-- start EXCERPTED DATA --

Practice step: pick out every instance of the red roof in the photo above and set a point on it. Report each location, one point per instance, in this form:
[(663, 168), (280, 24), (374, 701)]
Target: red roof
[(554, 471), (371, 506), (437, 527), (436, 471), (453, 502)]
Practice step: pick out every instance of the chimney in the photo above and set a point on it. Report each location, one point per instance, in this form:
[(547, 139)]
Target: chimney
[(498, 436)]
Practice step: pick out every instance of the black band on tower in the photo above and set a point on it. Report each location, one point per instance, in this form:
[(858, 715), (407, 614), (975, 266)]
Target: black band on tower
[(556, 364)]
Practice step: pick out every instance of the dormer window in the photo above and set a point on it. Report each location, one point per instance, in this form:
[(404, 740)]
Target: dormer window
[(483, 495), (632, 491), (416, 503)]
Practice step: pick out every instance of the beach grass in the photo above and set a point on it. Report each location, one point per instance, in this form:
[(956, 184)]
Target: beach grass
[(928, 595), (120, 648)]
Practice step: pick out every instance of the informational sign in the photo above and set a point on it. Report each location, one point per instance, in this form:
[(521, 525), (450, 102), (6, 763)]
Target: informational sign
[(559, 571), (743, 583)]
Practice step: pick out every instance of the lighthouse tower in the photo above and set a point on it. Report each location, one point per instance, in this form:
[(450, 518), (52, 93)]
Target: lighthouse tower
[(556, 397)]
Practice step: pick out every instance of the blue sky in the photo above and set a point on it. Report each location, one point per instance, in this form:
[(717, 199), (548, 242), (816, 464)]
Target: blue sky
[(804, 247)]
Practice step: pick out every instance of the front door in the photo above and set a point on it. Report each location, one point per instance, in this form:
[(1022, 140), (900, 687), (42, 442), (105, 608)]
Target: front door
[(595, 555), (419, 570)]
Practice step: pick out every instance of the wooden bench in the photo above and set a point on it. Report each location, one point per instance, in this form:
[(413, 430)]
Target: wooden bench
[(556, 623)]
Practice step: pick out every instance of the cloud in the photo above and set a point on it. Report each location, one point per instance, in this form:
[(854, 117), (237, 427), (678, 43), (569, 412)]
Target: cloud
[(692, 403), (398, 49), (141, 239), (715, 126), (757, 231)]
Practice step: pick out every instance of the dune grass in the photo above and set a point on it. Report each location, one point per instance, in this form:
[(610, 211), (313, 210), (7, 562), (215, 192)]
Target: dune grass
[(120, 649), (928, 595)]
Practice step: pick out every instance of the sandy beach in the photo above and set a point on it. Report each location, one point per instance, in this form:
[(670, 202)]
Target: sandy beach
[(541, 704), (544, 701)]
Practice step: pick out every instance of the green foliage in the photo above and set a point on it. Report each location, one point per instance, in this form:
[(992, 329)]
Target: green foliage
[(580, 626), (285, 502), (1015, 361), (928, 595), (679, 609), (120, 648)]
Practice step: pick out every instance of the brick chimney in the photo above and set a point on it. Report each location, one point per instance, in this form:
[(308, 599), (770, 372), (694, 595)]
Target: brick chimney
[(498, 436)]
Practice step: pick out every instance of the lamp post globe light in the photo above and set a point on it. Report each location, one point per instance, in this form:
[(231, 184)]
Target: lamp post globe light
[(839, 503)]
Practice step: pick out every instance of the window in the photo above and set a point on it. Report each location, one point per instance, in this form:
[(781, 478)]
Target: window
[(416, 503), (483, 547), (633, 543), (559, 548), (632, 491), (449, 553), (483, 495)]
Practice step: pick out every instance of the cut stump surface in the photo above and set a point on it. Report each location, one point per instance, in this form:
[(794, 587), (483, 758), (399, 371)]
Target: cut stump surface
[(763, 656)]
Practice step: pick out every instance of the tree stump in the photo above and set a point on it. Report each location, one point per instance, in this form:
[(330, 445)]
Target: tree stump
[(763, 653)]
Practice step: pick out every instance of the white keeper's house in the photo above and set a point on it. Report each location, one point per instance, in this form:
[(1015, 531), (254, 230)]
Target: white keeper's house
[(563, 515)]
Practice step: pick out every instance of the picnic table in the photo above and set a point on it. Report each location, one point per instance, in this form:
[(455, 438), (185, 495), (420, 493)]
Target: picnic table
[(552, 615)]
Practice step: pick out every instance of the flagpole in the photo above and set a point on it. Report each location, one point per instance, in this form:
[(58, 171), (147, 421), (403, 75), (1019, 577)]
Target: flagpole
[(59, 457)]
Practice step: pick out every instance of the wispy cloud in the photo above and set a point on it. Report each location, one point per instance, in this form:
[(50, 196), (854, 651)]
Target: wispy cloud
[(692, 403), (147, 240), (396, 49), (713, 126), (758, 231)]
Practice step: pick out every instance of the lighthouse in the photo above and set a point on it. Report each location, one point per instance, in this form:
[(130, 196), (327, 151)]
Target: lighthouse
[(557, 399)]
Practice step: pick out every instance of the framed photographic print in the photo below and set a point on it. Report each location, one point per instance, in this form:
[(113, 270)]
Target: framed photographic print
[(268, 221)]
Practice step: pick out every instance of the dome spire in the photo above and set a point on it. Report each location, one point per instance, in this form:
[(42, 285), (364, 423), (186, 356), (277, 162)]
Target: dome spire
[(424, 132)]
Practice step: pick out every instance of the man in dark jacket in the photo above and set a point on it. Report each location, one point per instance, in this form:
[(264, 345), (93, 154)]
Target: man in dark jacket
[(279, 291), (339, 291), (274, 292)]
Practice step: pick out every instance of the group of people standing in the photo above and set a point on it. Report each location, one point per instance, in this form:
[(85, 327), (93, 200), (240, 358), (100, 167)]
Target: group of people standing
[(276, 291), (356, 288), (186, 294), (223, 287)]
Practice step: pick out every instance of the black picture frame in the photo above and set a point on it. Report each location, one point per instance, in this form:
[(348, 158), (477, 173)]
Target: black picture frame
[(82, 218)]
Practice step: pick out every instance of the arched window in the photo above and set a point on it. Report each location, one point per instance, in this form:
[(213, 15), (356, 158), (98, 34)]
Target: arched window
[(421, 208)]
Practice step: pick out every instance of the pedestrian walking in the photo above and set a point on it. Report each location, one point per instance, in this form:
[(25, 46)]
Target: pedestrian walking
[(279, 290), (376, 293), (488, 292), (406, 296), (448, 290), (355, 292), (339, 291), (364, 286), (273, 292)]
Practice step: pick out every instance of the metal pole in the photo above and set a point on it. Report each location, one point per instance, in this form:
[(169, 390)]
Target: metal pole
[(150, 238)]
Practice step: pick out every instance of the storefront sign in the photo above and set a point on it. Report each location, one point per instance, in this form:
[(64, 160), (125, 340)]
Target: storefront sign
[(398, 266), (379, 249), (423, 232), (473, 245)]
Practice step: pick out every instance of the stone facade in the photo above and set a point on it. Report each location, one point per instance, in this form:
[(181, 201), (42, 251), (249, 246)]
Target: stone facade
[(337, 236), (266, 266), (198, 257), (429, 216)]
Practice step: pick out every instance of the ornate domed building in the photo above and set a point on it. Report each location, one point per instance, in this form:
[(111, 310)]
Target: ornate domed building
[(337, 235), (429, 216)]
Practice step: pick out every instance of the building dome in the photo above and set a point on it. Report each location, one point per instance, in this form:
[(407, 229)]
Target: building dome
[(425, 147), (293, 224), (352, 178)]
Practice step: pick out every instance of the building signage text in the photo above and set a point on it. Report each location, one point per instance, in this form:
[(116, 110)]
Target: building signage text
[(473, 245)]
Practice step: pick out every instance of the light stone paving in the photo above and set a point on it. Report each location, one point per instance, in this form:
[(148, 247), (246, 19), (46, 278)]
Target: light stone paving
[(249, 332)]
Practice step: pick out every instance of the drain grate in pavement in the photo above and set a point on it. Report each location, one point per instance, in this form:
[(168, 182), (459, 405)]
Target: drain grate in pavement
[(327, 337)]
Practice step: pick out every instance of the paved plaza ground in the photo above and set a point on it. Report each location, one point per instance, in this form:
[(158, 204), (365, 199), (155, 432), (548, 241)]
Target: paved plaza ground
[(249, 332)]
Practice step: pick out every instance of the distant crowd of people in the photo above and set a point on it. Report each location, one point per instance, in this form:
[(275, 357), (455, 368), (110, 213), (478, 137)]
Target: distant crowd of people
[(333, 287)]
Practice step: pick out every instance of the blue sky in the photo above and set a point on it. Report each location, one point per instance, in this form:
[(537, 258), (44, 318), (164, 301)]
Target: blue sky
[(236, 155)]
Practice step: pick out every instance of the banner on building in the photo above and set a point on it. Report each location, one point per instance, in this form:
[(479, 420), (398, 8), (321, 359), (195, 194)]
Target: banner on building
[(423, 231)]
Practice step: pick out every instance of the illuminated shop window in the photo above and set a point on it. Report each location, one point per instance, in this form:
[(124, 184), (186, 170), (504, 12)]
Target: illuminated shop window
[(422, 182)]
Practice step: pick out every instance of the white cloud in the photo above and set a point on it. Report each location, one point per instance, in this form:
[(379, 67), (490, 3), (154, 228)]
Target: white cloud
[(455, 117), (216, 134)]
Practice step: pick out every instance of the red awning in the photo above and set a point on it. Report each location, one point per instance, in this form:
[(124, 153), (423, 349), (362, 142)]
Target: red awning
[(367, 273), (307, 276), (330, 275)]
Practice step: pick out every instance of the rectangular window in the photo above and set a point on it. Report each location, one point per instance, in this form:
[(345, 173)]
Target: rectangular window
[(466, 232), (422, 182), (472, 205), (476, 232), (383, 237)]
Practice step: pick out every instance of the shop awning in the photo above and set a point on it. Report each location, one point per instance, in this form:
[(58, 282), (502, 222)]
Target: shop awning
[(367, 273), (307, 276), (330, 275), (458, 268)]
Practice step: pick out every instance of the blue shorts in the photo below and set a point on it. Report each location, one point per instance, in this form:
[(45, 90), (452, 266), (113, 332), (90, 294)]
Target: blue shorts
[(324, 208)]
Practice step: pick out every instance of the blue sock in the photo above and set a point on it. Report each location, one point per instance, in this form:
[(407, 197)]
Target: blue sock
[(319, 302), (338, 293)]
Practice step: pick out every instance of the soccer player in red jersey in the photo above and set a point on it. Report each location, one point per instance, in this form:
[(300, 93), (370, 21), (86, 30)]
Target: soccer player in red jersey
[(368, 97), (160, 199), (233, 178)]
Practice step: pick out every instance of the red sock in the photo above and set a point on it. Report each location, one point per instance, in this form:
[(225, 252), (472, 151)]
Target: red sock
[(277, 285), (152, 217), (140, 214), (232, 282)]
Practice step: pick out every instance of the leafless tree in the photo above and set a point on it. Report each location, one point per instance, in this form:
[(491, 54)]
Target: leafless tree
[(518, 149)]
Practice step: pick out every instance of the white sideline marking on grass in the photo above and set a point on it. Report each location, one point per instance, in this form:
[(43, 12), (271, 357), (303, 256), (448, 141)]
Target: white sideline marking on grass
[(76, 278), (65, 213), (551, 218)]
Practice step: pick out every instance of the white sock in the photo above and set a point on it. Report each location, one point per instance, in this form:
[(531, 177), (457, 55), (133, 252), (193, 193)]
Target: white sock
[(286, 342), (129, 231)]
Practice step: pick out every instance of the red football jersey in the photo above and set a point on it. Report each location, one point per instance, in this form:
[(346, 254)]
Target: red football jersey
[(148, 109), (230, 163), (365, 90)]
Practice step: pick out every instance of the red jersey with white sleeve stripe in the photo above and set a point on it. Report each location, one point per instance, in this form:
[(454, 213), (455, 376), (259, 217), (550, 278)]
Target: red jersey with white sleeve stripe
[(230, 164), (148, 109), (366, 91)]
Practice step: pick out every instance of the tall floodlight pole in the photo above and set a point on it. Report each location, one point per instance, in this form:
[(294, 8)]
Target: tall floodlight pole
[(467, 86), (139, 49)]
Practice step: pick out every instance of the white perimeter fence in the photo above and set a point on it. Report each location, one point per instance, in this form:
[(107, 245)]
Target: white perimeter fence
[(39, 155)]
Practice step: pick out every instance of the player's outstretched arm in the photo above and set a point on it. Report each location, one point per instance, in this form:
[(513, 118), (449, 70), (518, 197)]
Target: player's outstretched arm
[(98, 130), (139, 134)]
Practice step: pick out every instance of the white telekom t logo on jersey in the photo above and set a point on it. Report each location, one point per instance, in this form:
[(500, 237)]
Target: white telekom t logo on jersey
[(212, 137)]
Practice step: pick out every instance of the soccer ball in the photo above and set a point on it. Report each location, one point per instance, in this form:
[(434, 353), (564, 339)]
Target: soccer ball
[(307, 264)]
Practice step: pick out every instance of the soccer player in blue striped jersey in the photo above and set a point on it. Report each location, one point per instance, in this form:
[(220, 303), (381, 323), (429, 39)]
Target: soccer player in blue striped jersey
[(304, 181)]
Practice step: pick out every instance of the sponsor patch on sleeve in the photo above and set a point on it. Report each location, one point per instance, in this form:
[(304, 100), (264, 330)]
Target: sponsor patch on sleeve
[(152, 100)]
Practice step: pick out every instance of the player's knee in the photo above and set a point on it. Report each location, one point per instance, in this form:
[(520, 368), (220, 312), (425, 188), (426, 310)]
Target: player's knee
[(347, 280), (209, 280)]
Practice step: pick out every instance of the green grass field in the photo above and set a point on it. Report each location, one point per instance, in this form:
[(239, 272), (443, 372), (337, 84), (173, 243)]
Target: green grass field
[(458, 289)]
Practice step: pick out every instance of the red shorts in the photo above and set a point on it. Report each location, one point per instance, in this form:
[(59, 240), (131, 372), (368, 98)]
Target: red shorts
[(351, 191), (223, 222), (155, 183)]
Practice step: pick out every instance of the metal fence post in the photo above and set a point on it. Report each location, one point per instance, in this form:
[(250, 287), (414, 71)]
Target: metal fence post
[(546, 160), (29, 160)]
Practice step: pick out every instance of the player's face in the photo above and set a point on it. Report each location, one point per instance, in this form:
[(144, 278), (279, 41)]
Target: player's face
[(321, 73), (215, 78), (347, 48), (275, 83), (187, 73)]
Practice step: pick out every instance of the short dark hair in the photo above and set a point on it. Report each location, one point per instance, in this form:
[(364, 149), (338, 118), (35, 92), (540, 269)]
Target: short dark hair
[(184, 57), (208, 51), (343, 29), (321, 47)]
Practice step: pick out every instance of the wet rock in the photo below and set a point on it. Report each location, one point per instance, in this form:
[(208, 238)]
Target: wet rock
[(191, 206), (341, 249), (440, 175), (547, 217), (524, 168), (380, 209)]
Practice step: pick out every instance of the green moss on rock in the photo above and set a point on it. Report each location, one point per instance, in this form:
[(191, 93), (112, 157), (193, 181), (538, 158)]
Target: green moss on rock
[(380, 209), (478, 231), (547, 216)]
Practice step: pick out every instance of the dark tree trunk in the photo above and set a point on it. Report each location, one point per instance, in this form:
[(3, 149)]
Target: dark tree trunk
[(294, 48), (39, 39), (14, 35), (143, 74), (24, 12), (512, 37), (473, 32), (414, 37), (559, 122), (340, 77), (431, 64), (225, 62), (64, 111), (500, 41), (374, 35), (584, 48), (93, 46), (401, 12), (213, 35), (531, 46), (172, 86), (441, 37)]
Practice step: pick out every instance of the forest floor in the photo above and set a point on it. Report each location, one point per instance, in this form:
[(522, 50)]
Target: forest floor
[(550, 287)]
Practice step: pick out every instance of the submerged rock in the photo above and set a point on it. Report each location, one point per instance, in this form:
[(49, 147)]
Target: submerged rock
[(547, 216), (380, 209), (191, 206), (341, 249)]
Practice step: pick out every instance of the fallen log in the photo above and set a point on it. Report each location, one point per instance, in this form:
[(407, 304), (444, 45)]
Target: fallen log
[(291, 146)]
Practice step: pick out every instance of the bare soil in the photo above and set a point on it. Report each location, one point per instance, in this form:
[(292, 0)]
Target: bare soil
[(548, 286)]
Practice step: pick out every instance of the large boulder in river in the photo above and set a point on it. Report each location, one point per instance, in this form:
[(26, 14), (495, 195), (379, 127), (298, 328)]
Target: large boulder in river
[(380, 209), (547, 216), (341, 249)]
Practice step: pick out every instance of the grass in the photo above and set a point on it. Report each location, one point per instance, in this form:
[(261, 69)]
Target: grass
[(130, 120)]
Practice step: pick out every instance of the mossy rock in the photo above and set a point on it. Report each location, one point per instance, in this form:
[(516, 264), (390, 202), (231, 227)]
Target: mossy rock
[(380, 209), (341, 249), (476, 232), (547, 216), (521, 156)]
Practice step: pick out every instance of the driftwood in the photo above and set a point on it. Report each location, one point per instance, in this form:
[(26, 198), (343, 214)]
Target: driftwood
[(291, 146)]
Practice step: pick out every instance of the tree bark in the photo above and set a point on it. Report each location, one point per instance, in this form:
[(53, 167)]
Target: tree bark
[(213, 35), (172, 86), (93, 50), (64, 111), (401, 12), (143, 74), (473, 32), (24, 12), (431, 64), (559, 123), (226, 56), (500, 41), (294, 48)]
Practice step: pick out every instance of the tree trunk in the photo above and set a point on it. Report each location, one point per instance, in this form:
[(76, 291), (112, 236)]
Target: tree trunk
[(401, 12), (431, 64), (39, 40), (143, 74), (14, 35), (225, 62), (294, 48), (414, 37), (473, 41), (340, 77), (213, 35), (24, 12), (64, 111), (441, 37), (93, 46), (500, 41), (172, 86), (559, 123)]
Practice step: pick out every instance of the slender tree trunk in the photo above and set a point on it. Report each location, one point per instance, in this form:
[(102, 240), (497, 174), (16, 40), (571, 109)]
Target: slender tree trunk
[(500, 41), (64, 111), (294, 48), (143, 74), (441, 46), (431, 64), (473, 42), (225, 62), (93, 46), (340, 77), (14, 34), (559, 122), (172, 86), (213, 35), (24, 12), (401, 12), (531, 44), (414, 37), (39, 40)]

-- end EXCERPTED DATA --

**WHAT IS EXPECTED:** Begin at the line containing "Practice step: pick out every instance of the soccer ball" and stop after the line containing "[(152, 100)]", rewriting that span of rows as a numbered list with any blank lines omitted.

**FINISHED EXERCISE:**
1. Practice step: pick out every instance of the soccer ball in the photo above and set a point on it. Report each location, one point per instance, in this form:
2. [(434, 353), (564, 339)]
3. Target: soccer ball
4. [(307, 264)]
5. Practice step: pick out every instance of the soccer player in blue striped jersey in the photo above and set a point on it. Report each location, one point per instance, in this form:
6. [(220, 303), (381, 323), (429, 39)]
7. Target: soccer player in blue striped jersey
8. [(304, 181)]
9. Practice step: pick out every instance of the sponsor patch on sleeve in the photo above and set a point on it. Report each location, one point per instance, in this form:
10. [(304, 100), (264, 330)]
11. Target: sponsor patch on sleeve
12. [(152, 100)]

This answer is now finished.